■ **EXERCISE BRIEF**
Identify every line in the records below that contains the word "numbering", matching case exactly, and copy each of those lines in full.

*** GIVEN DATA

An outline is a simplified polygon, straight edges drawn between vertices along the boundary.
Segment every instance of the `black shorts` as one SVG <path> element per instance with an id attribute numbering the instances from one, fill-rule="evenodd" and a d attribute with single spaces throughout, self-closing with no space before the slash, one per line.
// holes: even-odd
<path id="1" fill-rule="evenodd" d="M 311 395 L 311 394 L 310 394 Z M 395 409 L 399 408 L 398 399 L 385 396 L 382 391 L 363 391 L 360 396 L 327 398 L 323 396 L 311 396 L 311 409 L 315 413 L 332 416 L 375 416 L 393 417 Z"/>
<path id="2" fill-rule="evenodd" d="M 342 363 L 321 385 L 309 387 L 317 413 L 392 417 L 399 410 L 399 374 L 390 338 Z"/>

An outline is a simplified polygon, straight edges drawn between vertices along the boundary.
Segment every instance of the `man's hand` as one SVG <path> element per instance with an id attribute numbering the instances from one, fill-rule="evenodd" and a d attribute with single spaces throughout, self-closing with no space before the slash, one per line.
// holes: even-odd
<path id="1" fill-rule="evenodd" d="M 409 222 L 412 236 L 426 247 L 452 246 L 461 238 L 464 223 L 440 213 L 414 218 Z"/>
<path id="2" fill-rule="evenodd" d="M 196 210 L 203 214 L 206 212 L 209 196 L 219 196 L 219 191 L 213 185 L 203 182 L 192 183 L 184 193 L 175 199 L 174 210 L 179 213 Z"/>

******
*** GIVEN DATA

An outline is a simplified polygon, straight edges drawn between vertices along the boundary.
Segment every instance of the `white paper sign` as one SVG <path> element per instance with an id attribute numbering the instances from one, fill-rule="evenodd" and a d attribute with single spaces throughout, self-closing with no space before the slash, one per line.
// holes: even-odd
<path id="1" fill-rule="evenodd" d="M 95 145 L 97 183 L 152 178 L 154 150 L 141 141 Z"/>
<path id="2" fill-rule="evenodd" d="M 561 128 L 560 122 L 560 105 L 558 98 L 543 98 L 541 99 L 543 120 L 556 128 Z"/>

******

■ **PROBLEM SOLUTION**
Segment every instance of the `black shorts` as one SVG <path> element per instance with an id attribute numbering the instances from one, fill-rule="evenodd" and a d attribute with single spaces throughout, self-closing with no space before the slash, one per line.
Segment every instance of the `man's hand` as one SVG <path> element per instance with an id attribute numbering the instances from one, fill-rule="evenodd" and a d attribute with single spaces throughout, self-closing with no space before the slash, one per line.
Segment every instance of the `white paper sign` as one SVG <path> element per instance with an id attribute numbering the instances from one, fill-rule="evenodd" and a d attribute with single spaces throughout, self-closing with no space before the slash, one per line.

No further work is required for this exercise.